| WHAT IS REQUIRED |
Render these lines as a Markdown table with one column headed Row and another headed Line, giving each line its own numbered row and omitting any blank lines.

--- start GIVEN INFORMATION ---

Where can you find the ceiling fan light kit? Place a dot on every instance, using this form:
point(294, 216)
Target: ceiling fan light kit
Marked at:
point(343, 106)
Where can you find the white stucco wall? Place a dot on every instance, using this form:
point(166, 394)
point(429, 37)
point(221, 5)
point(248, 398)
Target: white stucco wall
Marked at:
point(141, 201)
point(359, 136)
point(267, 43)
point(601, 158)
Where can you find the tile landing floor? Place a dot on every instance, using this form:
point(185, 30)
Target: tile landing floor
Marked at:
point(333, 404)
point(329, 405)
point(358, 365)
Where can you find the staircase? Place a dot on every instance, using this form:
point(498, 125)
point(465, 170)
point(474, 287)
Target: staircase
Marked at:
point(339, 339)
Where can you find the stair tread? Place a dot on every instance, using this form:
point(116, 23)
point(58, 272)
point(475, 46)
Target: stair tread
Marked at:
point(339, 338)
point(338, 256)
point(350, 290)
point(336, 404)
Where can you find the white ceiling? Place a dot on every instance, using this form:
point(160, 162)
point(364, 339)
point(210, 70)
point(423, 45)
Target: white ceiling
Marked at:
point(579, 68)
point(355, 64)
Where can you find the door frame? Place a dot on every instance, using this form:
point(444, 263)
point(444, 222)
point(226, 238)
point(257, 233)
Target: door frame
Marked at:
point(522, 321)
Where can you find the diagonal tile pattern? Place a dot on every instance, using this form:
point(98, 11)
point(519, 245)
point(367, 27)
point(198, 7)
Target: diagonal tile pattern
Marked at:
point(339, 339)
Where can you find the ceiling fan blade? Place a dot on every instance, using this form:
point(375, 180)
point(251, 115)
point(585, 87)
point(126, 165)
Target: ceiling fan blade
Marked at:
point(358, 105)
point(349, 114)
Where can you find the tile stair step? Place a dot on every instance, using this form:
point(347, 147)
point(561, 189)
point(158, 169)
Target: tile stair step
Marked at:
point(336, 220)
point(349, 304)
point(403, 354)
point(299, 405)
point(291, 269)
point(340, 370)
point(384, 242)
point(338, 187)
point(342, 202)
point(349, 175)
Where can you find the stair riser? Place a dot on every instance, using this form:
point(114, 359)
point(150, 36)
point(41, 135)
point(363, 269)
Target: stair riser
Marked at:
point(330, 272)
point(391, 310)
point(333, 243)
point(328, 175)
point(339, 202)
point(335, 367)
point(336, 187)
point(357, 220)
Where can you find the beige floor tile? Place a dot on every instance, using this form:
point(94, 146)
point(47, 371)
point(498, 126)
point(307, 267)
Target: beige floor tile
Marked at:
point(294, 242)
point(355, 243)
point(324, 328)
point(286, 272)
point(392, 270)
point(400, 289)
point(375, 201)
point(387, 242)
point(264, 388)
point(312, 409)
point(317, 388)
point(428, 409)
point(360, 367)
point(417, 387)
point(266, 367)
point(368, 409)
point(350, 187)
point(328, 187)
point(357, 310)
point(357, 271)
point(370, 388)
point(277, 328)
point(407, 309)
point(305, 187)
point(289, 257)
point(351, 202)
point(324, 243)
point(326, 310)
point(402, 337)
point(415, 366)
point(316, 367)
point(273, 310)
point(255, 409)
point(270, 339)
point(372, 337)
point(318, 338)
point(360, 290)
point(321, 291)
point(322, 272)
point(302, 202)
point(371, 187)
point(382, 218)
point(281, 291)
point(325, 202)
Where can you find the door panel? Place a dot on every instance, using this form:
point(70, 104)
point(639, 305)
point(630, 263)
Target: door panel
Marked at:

--- end GIVEN INFORMATION ---

| EXERCISE ANSWER |
| Row | Line |
|---|---|
| 1 | Where can you find the ceiling fan light kit? Place a dot on every instance, using this form: |
| 2 | point(294, 216) |
| 3 | Target: ceiling fan light kit |
| 4 | Marked at: |
| 5 | point(343, 106) |
| 6 | Where can you find the white stucco wall? Place a dot on every instance, using this form: |
| 7 | point(166, 394) |
| 8 | point(429, 37) |
| 9 | point(221, 5) |
| 10 | point(248, 398) |
| 11 | Target: white stucco wall |
| 12 | Marked at: |
| 13 | point(141, 201) |
| 14 | point(359, 136) |
| 15 | point(267, 43) |
| 16 | point(601, 158) |
| 17 | Where can you find the tile landing floor? Place a dot on every instance, using this form: |
| 18 | point(185, 30) |
| 19 | Target: tile landing floor |
| 20 | Marked at: |
| 21 | point(333, 404) |
| 22 | point(329, 405) |
| 23 | point(358, 365) |
| 24 | Where can you find the staircase? Place a dot on every instance, using this form: |
| 25 | point(498, 125) |
| 26 | point(465, 170) |
| 27 | point(474, 287) |
| 28 | Target: staircase |
| 29 | Marked at: |
| 30 | point(339, 339) |
| 31 | Where can you find the stair tread? Place a dot on every instance, using this form: |
| 32 | point(116, 23) |
| 33 | point(58, 272) |
| 34 | point(475, 46) |
| 35 | Target: stair tread |
| 36 | Marked at: |
| 37 | point(339, 338) |
| 38 | point(338, 256) |
| 39 | point(350, 290) |
| 40 | point(336, 404) |
| 41 | Where can you find the white ceiling? Place a dot on every instance, using this form: |
| 42 | point(160, 162) |
| 43 | point(364, 339) |
| 44 | point(210, 70) |
| 45 | point(423, 45) |
| 46 | Target: white ceiling |
| 47 | Marked at: |
| 48 | point(579, 68) |
| 49 | point(355, 64) |
| 50 | Where can you find the door frame? Place a dot on every instance, using this form: |
| 51 | point(444, 263) |
| 52 | point(444, 222) |
| 53 | point(226, 238) |
| 54 | point(257, 233) |
| 55 | Target: door frame |
| 56 | Marked at: |
| 57 | point(522, 321) |
| 58 | Where can you find the diagonal tile pattern? Place a dot on every instance, using this form: |
| 59 | point(98, 11) |
| 60 | point(519, 245) |
| 61 | point(367, 27) |
| 62 | point(198, 7) |
| 63 | Target: diagonal tile pattern |
| 64 | Marked at: |
| 65 | point(339, 339) |
| 66 | Where can you find the ceiling fan blade? Place a dot on every instance, using this form: |
| 67 | point(375, 180) |
| 68 | point(251, 115) |
| 69 | point(585, 87) |
| 70 | point(126, 165) |
| 71 | Target: ceiling fan blade |
| 72 | Marked at: |
| 73 | point(358, 105) |
| 74 | point(349, 114) |
| 75 | Where can you find the tile stair step? Place a dot on every instance, using this form: |
| 76 | point(347, 147) |
| 77 | point(561, 189) |
| 78 | point(158, 169) |
| 79 | Target: tile stair step |
| 80 | Marked at: |
| 81 | point(336, 220) |
| 82 | point(349, 304) |
| 83 | point(403, 354) |
| 84 | point(299, 405) |
| 85 | point(291, 269) |
| 86 | point(340, 370) |
| 87 | point(384, 242) |
| 88 | point(338, 187) |
| 89 | point(342, 202) |
| 90 | point(349, 175) |
| 91 | Where can you find the stair riser? Place a dot on every instance, using this form: |
| 92 | point(114, 359) |
| 93 | point(150, 36) |
| 94 | point(41, 135) |
| 95 | point(363, 269) |
| 96 | Target: stair riser |
| 97 | Marked at: |
| 98 | point(330, 272) |
| 99 | point(391, 310) |
| 100 | point(333, 243) |
| 101 | point(328, 175) |
| 102 | point(339, 202) |
| 103 | point(335, 367) |
| 104 | point(336, 187) |
| 105 | point(357, 220) |
| 106 | Where can you find the beige floor tile? Place a dot on every instance, using this form: |
| 107 | point(94, 146) |
| 108 | point(47, 371) |
| 109 | point(498, 126) |
| 110 | point(307, 267) |
| 111 | Target: beige floor tile |
| 112 | Marked at: |
| 113 | point(294, 242) |
| 114 | point(355, 243) |
| 115 | point(324, 328) |
| 116 | point(286, 272) |
| 117 | point(392, 270) |
| 118 | point(400, 289) |
| 119 | point(375, 201) |
| 120 | point(387, 242) |
| 121 | point(264, 388) |
| 122 | point(312, 409) |
| 123 | point(317, 388) |
| 124 | point(428, 409) |
| 125 | point(360, 367) |
| 126 | point(417, 387) |
| 127 | point(266, 367) |
| 128 | point(368, 409) |
| 129 | point(350, 187) |
| 130 | point(328, 187) |
| 131 | point(357, 310) |
| 132 | point(357, 271) |
| 133 | point(370, 388) |
| 134 | point(277, 328) |
| 135 | point(407, 309) |
| 136 | point(305, 187) |
| 137 | point(289, 257) |
| 138 | point(351, 202) |
| 139 | point(324, 243) |
| 140 | point(326, 310) |
| 141 | point(402, 337) |
| 142 | point(415, 366) |
| 143 | point(316, 367) |
| 144 | point(273, 310) |
| 145 | point(255, 409) |
| 146 | point(270, 339) |
| 147 | point(372, 337) |
| 148 | point(318, 338) |
| 149 | point(360, 290) |
| 150 | point(321, 291) |
| 151 | point(322, 272) |
| 152 | point(302, 202) |
| 153 | point(371, 187) |
| 154 | point(382, 218) |
| 155 | point(281, 291) |
| 156 | point(325, 202) |
| 157 | Where can you find the door panel? Place a dot on every instance, using this form: |
| 158 | point(70, 104) |
| 159 | point(639, 305) |
| 160 | point(630, 263) |
| 161 | Target: door panel |
| 162 | Marked at: |